Please put the lines below into a JSON list of strings, one string per line, skipping blank lines and leaving out the pictures.

BEGIN Data for this exercise

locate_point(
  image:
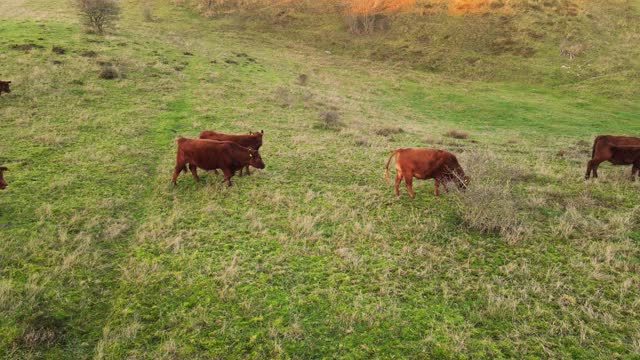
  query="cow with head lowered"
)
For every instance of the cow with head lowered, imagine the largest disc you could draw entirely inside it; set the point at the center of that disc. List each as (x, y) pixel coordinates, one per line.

END Data for this exercise

▸ **Written response**
[
  "locate_point(",
  "  image:",
  "  query=\"cow with head lowered\"",
  ")",
  "For every instance of the cow with head lowered, imagine the largest disc you could draw entirely inside it; set the point at the center of that disc. List each as (x, y) pixel coordinates, one per line."
]